**Task to complete:** Return exactly the span of lines that opens with the line containing "Target: drawer front" and closes with the last line of the data, inclusive.
* Start Task data *
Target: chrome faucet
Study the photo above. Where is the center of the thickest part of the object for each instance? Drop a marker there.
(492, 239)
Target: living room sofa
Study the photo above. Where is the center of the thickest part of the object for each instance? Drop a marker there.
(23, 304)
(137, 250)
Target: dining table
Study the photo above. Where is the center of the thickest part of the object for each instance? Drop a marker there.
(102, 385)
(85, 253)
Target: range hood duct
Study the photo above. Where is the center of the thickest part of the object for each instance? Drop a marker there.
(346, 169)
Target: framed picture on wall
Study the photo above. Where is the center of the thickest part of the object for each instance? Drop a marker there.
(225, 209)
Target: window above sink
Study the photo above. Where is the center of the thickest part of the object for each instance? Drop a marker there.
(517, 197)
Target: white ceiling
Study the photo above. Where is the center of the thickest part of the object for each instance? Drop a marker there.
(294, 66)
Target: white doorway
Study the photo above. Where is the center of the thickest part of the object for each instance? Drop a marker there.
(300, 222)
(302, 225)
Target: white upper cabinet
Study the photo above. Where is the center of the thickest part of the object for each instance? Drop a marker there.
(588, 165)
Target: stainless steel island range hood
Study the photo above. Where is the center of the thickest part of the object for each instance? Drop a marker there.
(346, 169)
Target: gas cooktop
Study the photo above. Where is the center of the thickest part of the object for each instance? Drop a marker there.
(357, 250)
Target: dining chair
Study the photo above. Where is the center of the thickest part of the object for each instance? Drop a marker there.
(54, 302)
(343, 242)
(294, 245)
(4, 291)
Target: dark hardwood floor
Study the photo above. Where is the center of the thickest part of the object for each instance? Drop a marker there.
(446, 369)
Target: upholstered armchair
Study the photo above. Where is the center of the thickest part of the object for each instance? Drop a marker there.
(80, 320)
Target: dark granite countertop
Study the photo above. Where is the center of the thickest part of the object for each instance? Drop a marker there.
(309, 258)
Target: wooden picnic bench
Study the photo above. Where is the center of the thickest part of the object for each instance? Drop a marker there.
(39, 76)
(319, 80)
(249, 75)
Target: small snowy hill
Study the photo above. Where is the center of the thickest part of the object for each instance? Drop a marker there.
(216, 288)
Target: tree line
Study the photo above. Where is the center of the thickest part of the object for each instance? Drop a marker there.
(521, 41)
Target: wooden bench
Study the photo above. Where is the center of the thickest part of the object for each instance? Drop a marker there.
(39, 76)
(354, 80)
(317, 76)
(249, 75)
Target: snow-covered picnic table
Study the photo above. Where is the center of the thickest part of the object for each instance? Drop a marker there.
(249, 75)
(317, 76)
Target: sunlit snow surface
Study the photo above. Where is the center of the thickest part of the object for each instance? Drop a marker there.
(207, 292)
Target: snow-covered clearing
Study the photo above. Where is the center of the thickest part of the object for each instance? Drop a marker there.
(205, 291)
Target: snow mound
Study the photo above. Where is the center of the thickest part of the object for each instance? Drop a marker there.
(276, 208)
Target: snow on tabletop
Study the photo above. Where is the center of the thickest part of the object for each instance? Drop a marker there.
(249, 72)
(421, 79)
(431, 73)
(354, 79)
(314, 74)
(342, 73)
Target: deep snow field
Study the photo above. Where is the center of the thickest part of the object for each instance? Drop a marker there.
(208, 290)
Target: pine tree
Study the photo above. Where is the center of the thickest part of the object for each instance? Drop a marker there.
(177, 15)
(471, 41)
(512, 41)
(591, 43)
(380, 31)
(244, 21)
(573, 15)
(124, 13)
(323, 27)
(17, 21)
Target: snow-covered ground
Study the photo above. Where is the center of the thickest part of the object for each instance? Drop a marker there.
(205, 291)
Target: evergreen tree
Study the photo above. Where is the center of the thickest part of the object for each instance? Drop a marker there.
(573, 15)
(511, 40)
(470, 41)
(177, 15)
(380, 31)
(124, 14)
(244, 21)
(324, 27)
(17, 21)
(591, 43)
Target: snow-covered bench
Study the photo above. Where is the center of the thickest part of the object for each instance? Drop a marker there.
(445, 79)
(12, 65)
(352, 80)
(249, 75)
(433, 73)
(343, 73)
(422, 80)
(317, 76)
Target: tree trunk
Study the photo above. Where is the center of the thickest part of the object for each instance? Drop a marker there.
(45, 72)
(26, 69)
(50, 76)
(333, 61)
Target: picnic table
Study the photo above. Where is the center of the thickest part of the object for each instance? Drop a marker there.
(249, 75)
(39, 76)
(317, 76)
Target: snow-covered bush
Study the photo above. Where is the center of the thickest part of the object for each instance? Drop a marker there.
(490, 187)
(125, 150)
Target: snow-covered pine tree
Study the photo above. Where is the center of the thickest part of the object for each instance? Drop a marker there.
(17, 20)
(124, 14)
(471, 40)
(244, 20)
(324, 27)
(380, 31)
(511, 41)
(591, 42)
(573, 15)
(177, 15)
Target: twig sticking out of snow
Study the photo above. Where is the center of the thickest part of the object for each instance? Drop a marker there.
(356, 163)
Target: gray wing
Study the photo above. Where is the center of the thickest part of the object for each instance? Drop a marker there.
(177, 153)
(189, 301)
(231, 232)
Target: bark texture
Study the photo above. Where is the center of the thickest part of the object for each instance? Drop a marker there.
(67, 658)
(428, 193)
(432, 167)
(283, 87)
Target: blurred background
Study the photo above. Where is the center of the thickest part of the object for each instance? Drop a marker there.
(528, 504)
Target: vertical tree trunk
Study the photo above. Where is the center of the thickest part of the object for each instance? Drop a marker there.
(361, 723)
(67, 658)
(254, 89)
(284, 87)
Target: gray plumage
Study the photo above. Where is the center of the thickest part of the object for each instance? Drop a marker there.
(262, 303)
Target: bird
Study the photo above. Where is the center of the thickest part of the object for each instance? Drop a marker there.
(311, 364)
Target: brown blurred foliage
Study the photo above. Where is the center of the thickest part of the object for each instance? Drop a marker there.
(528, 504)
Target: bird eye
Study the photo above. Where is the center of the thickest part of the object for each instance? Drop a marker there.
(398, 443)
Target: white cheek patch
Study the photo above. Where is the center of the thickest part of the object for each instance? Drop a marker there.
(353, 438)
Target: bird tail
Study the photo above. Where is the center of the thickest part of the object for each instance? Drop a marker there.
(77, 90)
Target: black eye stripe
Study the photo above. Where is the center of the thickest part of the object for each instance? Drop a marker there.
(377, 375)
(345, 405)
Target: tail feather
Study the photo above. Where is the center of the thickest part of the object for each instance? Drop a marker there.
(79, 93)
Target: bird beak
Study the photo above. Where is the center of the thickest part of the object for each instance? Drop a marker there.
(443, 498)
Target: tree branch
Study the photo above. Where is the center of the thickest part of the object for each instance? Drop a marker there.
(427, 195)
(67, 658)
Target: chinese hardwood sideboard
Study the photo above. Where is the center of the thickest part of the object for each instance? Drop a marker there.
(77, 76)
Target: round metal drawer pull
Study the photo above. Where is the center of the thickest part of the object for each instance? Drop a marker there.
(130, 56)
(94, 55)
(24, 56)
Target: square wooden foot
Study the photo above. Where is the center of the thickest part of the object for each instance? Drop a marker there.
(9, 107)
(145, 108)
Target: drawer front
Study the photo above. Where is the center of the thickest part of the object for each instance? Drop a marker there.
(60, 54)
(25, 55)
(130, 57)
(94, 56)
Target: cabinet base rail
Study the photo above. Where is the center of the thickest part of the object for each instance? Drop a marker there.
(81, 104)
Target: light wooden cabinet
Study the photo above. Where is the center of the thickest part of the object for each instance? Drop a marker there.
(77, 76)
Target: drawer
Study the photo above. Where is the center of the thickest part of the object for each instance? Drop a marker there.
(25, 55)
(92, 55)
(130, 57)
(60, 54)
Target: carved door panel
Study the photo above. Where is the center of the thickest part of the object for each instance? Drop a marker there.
* End Task data *
**Answer to this problem:**
Target: drawer front
Study the photo above. Where is the center of the thickest part of the object for each instance? Drop a marker there.
(60, 54)
(25, 55)
(130, 57)
(94, 56)
Target: cabinet base rail
Study the photo above. Where is the center of the thickest part of the object for each instance? Drop a marker there.
(81, 104)
Target: light wooden cabinet
Study the photo above. Where is the center of the thickest part of the object for each instance? Drop a marker there.
(77, 76)
Target: drawer
Study the photo above. Where is the center of the thickest part of the object for each instance? Drop a marker there.
(25, 55)
(92, 55)
(130, 57)
(60, 54)
Target: carved door panel
Study the photo above. Where is the center of the thickest part of the object for each instance? Drop a marker there.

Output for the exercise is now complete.